EXCERPTED PASSAGE:

The UCLA clinical professor trains medical students and hopes to inspire other people of color in the field.
Ever since she was 10 years old, Lisa Nicholas knew she wanted to be a doctor after being treated by Dr. Lydia Wright, a female pediatrician.
As the first Black pediatrician in Buffalo, Wright garnered respect from the community. But the fact that Nicholas was being treated by a woman of color showed the young girl that she, too, could follow her doctor’s footsteps.
Now an associate clinical professor in the UCLA Department of Obstetrics and Gynecology, Nicholas has been a practicing physician for 30 years. She’s always believed in providing equal care to all communities. But in 2020, after George Floyd’s killing and the health inequities highlighted by the COVID-19 pandemic, she felt compelled to create a task force focused on justice, equity, diversity and inclusion.
“I have been inspired to be a leader and try to provide a reckoning for many of the wrongs as it relates to health inequities and in social justice, and that not only encompasses how we supervise our doctors in training, but the expectations we have of one another’s faculty members,” Nicholas said.

SOURCE DATA:
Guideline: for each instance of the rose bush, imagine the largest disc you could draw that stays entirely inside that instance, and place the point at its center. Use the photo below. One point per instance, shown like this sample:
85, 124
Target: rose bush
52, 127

WHAT YOU NEED TO DO:
#1 In the profile of Lisa Nicholas, which UCLA department is she an associate clinical professor in?
#2 Decide whether each statement agrees with the profile of Lisa Nicholas. Answer yes or no for each and quote the words that decide it.
(a) Dr. Lydia Wright was the first Black pediatrician in Buffalo.
(b) Nicholas knew she wanted to be a doctor from the age of 15.
(c) Nicholas felt compelled to create the task force in 2020.

OUTPUTS BY TASK:
#1 The UCLA Department of Obstetrics and Gynecology.

#2
(a) Yes: "As the first Black pediatrician in Buffalo, Wright garnered respect from the community."
(b) No: "Ever since she was 10 years old, Lisa Nicholas knew she wanted to be a doctor"
(c) Yes: "But in 2020, after George Floyd’s killing and the health inequities highlighted by the COVID-19 pandemic, she felt compelled to create a task force"